### The task:
Transcribe the following records exactly, images excluded.
⁂
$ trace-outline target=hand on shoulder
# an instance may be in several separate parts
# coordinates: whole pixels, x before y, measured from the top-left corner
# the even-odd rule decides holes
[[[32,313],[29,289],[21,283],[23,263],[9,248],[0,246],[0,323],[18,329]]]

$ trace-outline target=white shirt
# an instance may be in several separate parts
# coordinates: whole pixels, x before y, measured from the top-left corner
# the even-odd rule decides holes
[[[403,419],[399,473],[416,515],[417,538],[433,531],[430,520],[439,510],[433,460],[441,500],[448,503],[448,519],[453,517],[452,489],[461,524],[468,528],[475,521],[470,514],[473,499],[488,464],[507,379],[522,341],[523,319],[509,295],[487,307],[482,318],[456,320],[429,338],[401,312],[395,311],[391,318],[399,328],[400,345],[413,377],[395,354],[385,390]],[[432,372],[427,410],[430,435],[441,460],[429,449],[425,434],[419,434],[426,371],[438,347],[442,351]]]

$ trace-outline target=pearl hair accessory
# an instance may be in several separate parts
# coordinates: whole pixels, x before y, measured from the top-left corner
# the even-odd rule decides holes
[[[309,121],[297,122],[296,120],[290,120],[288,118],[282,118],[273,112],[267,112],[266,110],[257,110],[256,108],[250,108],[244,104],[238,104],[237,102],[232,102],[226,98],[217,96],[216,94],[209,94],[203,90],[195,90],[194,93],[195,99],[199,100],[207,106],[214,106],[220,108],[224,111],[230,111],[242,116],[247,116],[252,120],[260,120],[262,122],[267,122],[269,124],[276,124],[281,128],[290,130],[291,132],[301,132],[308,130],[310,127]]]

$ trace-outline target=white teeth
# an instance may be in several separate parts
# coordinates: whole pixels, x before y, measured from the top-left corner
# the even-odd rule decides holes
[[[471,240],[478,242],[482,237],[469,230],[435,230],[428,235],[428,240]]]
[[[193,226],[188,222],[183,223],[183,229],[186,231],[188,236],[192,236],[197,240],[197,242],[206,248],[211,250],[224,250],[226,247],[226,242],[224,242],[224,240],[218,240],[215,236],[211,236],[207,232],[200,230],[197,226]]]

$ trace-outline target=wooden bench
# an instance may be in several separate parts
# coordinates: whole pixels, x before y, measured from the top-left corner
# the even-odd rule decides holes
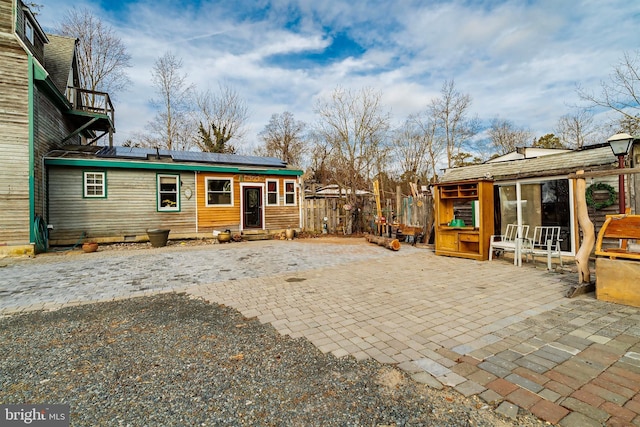
[[[507,224],[504,234],[494,234],[489,239],[489,261],[493,252],[513,252],[513,264],[520,263],[520,242],[529,235],[528,225]]]
[[[533,229],[533,238],[525,239],[522,244],[522,253],[525,260],[534,260],[536,255],[547,257],[547,270],[551,270],[551,259],[558,257],[560,266],[562,266],[562,252],[560,250],[560,226],[537,226]]]
[[[604,239],[618,239],[616,247],[602,247]],[[596,240],[597,256],[640,260],[640,250],[629,240],[640,239],[640,215],[607,215]]]

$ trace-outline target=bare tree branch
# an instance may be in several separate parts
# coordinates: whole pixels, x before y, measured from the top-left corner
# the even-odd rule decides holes
[[[488,134],[491,145],[500,155],[525,147],[532,138],[528,130],[517,128],[511,121],[497,117],[491,121]]]
[[[640,121],[640,50],[624,53],[609,81],[600,83],[600,94],[578,87],[578,95],[592,107],[610,108],[631,122]]]
[[[247,105],[238,92],[228,85],[220,85],[217,94],[210,90],[196,94],[196,104],[196,122],[200,127],[196,145],[202,151],[236,152],[229,141],[240,141],[244,137],[249,117]]]
[[[288,111],[272,115],[264,130],[258,134],[264,142],[264,153],[290,165],[300,166],[305,150],[305,128],[306,124],[296,121]]]
[[[385,155],[381,147],[390,116],[383,111],[380,97],[370,88],[357,92],[337,88],[315,109],[320,116],[315,131],[331,147],[335,182],[349,190],[347,198],[354,206],[356,190],[368,184]],[[349,218],[347,233],[351,225]]]
[[[453,158],[459,154],[462,144],[476,133],[475,126],[467,120],[471,96],[460,93],[453,80],[443,83],[441,96],[431,100],[430,113],[437,130],[444,138],[447,166],[453,166]]]
[[[145,145],[168,150],[186,150],[191,145],[193,127],[188,111],[193,85],[187,84],[187,75],[181,69],[182,60],[171,52],[154,63],[151,77],[158,98],[152,103],[159,111],[147,124],[151,135],[143,139]]]
[[[126,73],[131,67],[131,56],[124,43],[111,26],[90,10],[69,10],[58,31],[79,40],[78,72],[84,89],[113,96],[131,83]]]
[[[601,137],[598,127],[593,123],[593,114],[586,109],[560,117],[555,133],[562,145],[569,148],[594,144]]]

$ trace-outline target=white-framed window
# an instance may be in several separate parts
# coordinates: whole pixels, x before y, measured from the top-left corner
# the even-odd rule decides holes
[[[267,206],[277,206],[278,205],[278,180],[268,179],[267,180]]]
[[[157,199],[159,212],[176,212],[180,210],[180,175],[158,174]]]
[[[33,24],[27,19],[26,16],[24,19],[24,36],[31,42],[32,45],[34,44]]]
[[[82,172],[83,197],[90,199],[104,199],[107,197],[107,173],[106,172]]]
[[[233,178],[206,178],[206,206],[233,206]]]
[[[289,206],[296,205],[296,182],[284,182],[284,204]]]

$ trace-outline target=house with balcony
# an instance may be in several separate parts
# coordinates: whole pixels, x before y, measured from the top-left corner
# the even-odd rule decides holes
[[[21,0],[0,0],[0,255],[41,245],[46,153],[112,141],[109,95],[79,87],[76,49],[77,40],[46,34]]]

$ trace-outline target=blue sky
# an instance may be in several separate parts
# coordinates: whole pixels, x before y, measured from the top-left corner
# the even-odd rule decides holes
[[[41,0],[53,29],[70,7]],[[472,99],[470,114],[507,119],[534,136],[553,132],[597,91],[625,51],[640,48],[637,0],[84,1],[131,54],[132,85],[117,94],[116,143],[155,112],[151,70],[166,51],[197,89],[232,86],[247,102],[249,151],[274,113],[313,123],[319,97],[372,87],[394,123],[426,109],[445,80]]]

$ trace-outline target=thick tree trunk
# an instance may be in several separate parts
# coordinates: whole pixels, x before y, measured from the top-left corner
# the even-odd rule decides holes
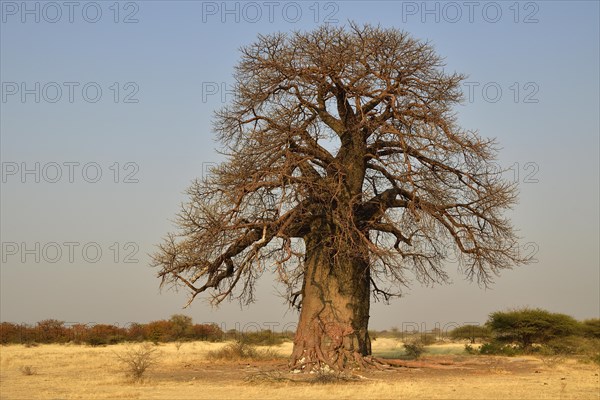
⁂
### Output of the task:
$ trace-outline target=hand on shoulder
# an instance may be in several separate parts
# coordinates: whole pixels, x before y, measured from the top-left corner
# the even-odd rule decides holes
[[[32,313],[29,289],[21,283],[23,263],[9,248],[0,246],[0,323],[18,329]]]

$ trace-outline target=white shirt
# an instance may be in several separate parts
# coordinates: whole pixels, x before y, measured from the top-left corner
# the even-odd rule decides holes
[[[403,419],[399,473],[416,515],[417,538],[433,531],[430,520],[439,510],[433,460],[441,500],[448,503],[448,519],[453,517],[452,489],[461,524],[468,528],[475,521],[470,514],[473,499],[488,464],[507,379],[522,341],[523,319],[509,295],[487,307],[482,318],[456,320],[429,338],[401,312],[395,311],[391,318],[399,328],[400,345],[413,377],[395,354],[385,390]],[[432,372],[427,410],[430,435],[441,460],[429,449],[425,434],[419,434],[426,371],[438,347],[442,351]]]

$ trace-outline target=pearl hair accessory
# an instance may be in several separate parts
# coordinates: whole pixels, x before y, measured from the top-left corner
# the even-odd rule decides holes
[[[309,121],[297,122],[296,120],[290,120],[288,118],[282,118],[273,112],[267,112],[266,110],[257,110],[256,108],[250,108],[244,104],[238,104],[237,102],[232,102],[226,98],[217,96],[216,94],[209,94],[203,90],[195,90],[194,93],[195,99],[199,100],[207,106],[214,106],[220,108],[224,111],[230,111],[242,116],[247,116],[252,120],[260,120],[262,122],[267,122],[269,124],[276,124],[281,128],[290,130],[291,132],[301,132],[308,130],[310,127]]]

$ trace-outline target=white teeth
# an instance may be in several separate parts
# coordinates: whole pixels, x before y, measured from the top-left corner
# the even-odd rule decides holes
[[[471,240],[478,242],[482,237],[469,230],[435,230],[428,235],[428,240]]]
[[[193,226],[188,222],[183,223],[183,229],[186,231],[188,236],[192,236],[197,240],[197,242],[206,248],[211,250],[224,250],[226,247],[226,242],[224,242],[224,240],[218,240],[215,236],[211,236],[207,232],[200,230],[197,226]]]

$ trace-outline target=wooden bench
# an instance may be in several separate parts
# coordinates: whole pixels, x before y, measured from the top-left corner
# the even-odd rule decides holes
[[[507,224],[504,234],[494,234],[489,239],[489,261],[493,252],[513,252],[513,264],[520,263],[520,242],[529,235],[528,225]]]
[[[533,229],[533,238],[525,239],[522,244],[522,253],[525,260],[534,260],[536,255],[547,257],[547,270],[551,270],[551,259],[558,257],[560,266],[562,266],[562,252],[560,250],[560,226],[537,226]]]
[[[604,239],[618,239],[616,247],[602,247]],[[596,240],[597,256],[640,260],[640,250],[629,240],[640,239],[640,215],[607,215]]]

$ trace-outline target=bare tree branch
# an instance may be in several separate parts
# coordinates: whole pixels, x before y, measured from the top-left corner
# the even-odd rule decides holes
[[[488,134],[491,145],[500,155],[525,147],[532,138],[528,130],[517,128],[511,121],[497,117],[491,121]]]
[[[640,121],[640,50],[624,53],[609,81],[600,83],[600,94],[578,87],[578,95],[592,107],[610,108],[631,122]]]
[[[247,105],[238,92],[228,85],[220,85],[217,94],[210,90],[196,94],[196,104],[196,122],[200,127],[196,145],[202,151],[236,152],[229,141],[240,141],[244,137],[249,117]]]
[[[288,111],[272,115],[264,130],[258,134],[264,142],[264,153],[290,165],[300,166],[305,150],[305,128],[306,124],[296,121]]]
[[[385,155],[381,147],[390,116],[383,111],[380,97],[370,88],[357,92],[337,88],[315,109],[320,116],[315,131],[331,147],[335,182],[349,190],[347,198],[354,206],[356,190],[368,184]],[[349,218],[347,233],[351,225]]]
[[[453,158],[459,154],[462,144],[476,133],[475,126],[467,120],[471,96],[460,93],[453,80],[443,83],[441,96],[431,100],[430,113],[437,130],[444,138],[447,166],[453,166]]]
[[[145,145],[168,150],[186,150],[191,145],[193,127],[188,111],[193,85],[187,84],[187,75],[181,69],[182,60],[171,52],[154,63],[151,77],[158,98],[152,103],[159,111],[147,124],[151,135],[143,139]]]
[[[126,73],[131,67],[131,56],[124,43],[111,26],[90,10],[69,10],[58,31],[79,40],[78,72],[84,89],[113,96],[131,83]]]
[[[601,137],[598,127],[593,123],[593,114],[586,109],[560,117],[555,133],[562,145],[569,148],[594,144]]]

$ trace-outline target=white-framed window
# an instance may be in several separate parts
# coordinates: whole pixels, x before y, measured from the top-left corner
# the even-odd rule decides holes
[[[267,206],[277,206],[278,205],[278,180],[268,179],[267,180]]]
[[[157,199],[159,212],[176,212],[180,210],[180,175],[158,174]]]
[[[33,24],[27,19],[26,16],[24,19],[24,36],[31,42],[32,45],[34,44]]]
[[[82,172],[83,197],[90,199],[104,199],[107,197],[107,173],[106,172]]]
[[[233,178],[206,178],[206,206],[233,206]]]
[[[289,206],[296,205],[296,182],[284,182],[284,204]]]

$ trace-outline target=house with balcony
# an instance may be in several separate parts
# coordinates: whole pixels, x before y, measured from the top-left corner
# the even-odd rule decides holes
[[[21,0],[0,0],[0,255],[41,245],[46,153],[112,141],[109,95],[79,87],[76,49],[77,40],[46,34]]]

$ trace-outline target=blue sky
# an instance may be in several separate parts
# coordinates: whole pixels, x before y, measured from the top-left corner
# the even-odd rule decides holes
[[[41,0],[53,29],[70,7]],[[472,99],[470,114],[507,119],[534,136],[553,132],[597,91],[625,51],[640,48],[637,0],[84,1],[131,54],[132,85],[117,94],[116,143],[155,112],[151,70],[166,51],[197,89],[232,86],[247,102],[249,151],[274,113],[313,123],[319,97],[372,87],[394,123],[426,109],[445,80]]]

$ trace-outline target=thick tree trunk
# an instance may be in several separate parts
# coordinates: whole pixels, x before y, measured from the top-left corner
# the even-odd rule decides holes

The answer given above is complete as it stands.